◆ TASK GOAL
Using the entries that follow, collect the lines where the word "distant" appears.

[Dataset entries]

**********

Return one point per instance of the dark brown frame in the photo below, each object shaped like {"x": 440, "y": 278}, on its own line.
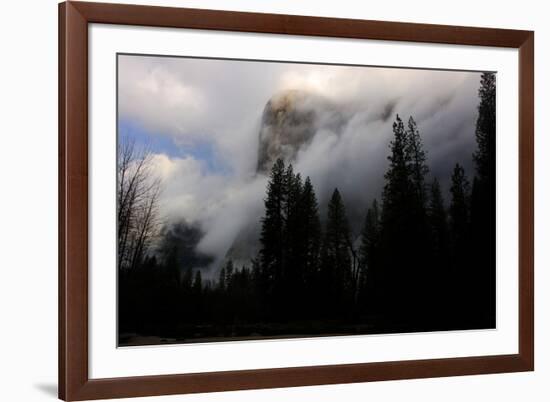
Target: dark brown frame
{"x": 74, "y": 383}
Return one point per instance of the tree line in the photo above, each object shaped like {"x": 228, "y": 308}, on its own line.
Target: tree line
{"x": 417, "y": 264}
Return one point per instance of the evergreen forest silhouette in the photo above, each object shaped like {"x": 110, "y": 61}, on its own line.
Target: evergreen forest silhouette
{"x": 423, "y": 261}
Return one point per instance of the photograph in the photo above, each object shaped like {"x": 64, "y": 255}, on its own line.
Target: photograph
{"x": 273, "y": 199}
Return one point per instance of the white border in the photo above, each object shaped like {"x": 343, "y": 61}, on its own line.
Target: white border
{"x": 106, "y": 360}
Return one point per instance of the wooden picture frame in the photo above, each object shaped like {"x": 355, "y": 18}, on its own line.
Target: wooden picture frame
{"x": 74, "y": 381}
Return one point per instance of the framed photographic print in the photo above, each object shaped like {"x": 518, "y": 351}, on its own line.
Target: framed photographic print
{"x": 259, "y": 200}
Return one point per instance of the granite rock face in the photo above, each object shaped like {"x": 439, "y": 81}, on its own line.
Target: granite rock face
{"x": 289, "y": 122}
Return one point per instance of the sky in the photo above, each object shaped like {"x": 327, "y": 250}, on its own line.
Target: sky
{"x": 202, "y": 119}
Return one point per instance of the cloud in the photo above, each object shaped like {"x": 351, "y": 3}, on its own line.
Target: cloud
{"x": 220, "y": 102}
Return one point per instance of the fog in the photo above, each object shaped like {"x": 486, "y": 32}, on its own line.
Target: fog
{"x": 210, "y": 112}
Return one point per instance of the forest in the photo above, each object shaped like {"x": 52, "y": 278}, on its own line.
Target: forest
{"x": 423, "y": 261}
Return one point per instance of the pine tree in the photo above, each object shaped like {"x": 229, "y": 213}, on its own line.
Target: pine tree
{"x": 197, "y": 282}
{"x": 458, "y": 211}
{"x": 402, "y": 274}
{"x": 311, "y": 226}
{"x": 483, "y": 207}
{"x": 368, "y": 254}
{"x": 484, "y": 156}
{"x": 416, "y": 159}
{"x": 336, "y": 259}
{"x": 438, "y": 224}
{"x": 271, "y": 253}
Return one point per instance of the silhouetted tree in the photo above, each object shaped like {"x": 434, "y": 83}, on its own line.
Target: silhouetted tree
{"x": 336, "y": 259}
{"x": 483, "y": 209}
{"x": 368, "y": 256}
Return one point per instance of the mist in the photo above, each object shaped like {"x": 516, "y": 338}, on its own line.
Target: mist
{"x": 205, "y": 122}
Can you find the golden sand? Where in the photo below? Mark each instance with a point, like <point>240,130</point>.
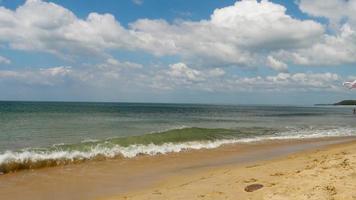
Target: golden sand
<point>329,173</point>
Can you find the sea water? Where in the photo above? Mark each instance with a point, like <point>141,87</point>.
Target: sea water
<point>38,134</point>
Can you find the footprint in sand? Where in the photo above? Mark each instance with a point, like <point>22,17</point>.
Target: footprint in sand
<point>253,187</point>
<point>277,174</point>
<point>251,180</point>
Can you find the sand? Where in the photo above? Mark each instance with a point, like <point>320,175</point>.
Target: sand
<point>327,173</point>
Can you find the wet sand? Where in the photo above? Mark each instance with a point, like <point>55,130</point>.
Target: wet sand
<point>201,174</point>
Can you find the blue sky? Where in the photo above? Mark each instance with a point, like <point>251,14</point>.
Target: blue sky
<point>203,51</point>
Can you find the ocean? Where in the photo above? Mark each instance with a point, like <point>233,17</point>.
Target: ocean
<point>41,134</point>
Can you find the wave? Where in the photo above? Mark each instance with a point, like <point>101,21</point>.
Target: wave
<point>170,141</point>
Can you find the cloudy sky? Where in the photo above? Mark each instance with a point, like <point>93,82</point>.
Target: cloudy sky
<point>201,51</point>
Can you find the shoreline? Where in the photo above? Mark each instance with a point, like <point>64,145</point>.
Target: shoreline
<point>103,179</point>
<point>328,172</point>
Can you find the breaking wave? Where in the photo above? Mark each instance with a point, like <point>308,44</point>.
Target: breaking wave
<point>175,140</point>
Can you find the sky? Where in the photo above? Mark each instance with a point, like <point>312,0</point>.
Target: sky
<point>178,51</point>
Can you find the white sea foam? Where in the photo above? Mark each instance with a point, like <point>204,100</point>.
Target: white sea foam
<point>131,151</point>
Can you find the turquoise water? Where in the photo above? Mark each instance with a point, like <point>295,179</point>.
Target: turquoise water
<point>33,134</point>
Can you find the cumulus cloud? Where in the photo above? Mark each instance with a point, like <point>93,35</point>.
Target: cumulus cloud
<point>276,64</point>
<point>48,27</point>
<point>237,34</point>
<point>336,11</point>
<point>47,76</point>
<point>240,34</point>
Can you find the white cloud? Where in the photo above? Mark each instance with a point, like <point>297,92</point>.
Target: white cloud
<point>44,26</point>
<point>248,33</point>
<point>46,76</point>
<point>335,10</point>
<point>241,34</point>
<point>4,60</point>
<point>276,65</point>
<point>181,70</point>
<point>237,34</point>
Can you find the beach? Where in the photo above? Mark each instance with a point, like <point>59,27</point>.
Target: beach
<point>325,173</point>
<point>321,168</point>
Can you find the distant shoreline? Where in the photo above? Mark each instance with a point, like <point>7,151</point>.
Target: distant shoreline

**********

◆ SOLVED EXERCISE
Can you find the distant shoreline? Where in the photo above? Mark each instance with a point, like <point>7,151</point>.
Target: distant shoreline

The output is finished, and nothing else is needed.